*WORK TO BE COMPLETED*: Give back all of the records, exactly and completely.

◇ ◇ ◇ ◇

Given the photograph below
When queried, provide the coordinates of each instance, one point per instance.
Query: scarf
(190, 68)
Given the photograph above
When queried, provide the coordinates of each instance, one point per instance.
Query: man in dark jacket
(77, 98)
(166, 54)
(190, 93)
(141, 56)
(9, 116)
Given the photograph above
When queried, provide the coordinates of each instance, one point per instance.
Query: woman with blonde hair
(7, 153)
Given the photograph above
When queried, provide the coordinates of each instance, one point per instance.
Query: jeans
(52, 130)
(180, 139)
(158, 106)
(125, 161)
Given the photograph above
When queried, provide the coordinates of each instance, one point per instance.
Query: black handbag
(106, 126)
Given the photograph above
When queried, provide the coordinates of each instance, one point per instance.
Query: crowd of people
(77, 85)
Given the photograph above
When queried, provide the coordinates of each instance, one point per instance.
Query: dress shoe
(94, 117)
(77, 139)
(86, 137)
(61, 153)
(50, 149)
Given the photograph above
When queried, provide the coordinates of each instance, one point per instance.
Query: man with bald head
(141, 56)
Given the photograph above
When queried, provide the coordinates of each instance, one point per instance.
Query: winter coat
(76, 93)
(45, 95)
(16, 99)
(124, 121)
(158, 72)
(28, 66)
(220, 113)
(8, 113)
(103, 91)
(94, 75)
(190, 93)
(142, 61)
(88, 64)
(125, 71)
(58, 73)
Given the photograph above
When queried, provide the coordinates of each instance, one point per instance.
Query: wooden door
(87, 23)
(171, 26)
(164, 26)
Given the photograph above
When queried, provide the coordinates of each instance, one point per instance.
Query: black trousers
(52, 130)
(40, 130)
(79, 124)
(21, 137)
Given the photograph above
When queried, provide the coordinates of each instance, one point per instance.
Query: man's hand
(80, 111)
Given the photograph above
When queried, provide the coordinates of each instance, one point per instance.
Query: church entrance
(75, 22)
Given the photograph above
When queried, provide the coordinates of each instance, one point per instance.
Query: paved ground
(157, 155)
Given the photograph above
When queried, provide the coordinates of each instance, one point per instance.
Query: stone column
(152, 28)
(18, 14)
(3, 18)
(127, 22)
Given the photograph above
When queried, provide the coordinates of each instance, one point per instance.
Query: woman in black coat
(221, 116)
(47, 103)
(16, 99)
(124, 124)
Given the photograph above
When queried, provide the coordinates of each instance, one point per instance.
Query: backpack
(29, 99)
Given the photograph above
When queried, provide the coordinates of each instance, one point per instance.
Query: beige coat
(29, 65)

◇ ◇ ◇ ◇

*EXERCISE SOLUTION*:
Given the photograph below
When queried, provide the coordinates of each instance, one point per instance.
Query: scarf
(190, 68)
Given the photograph above
When queried, provide the coordinates of each instance, one point per instance.
Query: man in dark jacket
(77, 98)
(166, 54)
(190, 93)
(141, 56)
(9, 116)
Given the photograph above
When queried, provide the coordinates of each instance, one point per instance.
Query: woman with blonde hair
(7, 153)
Given the photograph above
When queried, provide the coordinates of each instance, one point per instance.
Query: jeans
(52, 130)
(180, 139)
(158, 106)
(125, 161)
Given the photograph above
When queried, provide the coordinates of each instance, one point per instance.
Query: black handbag
(106, 126)
Given the photograph above
When queried, provide the coordinates of each instance, one point per instance.
Query: crowd of people
(77, 85)
Given the photograph above
When queried, provide the coordinates of each instance, one point per instance.
Query: dress shoe
(94, 117)
(77, 139)
(86, 137)
(61, 153)
(50, 149)
Given the photograph above
When queried, provide the coordinates of each instance, one point per instance.
Query: man with bald head
(141, 56)
Given the photograph above
When queried, provide the coordinates of each instance, one point per instance.
Query: winter coat
(76, 93)
(45, 95)
(16, 99)
(124, 121)
(158, 72)
(28, 66)
(220, 113)
(8, 113)
(103, 91)
(94, 75)
(190, 93)
(142, 61)
(88, 64)
(125, 71)
(58, 73)
Given the photograph above
When queried, provide the coordinates of each instance, one point per instance.
Query: wooden door
(87, 23)
(171, 26)
(164, 26)
Given the photograph above
When queried, provide the coordinates of each instance, one point per instance.
Query: black trousers
(52, 130)
(40, 130)
(79, 124)
(21, 137)
Given the photograph above
When queried, provide the coordinates of each instance, one point per instance.
Query: man's hand
(80, 111)
Given the photograph above
When queried, provide the coordinates of each instance, one point per instance.
Query: church entrance
(75, 22)
Given the photograph above
When queried, provide the coordinates of each instance, one point per instance.
Query: paved ground
(157, 155)
Given the photograph above
When queried, provide the coordinates of each instance, one point per instance.
Query: stone column
(152, 28)
(18, 14)
(3, 18)
(127, 22)
Given the photograph above
When queried, provide the coordinates of each instance, one point per instance.
Query: woman in black coat
(221, 116)
(47, 103)
(16, 99)
(124, 124)
Given the photograph above
When queried, provide the coordinates of each instance, one point per instance.
Query: backpack
(29, 99)
Given the photograph above
When queried, provide the coordinates of each instance, one point per instance.
Query: beige coat
(29, 65)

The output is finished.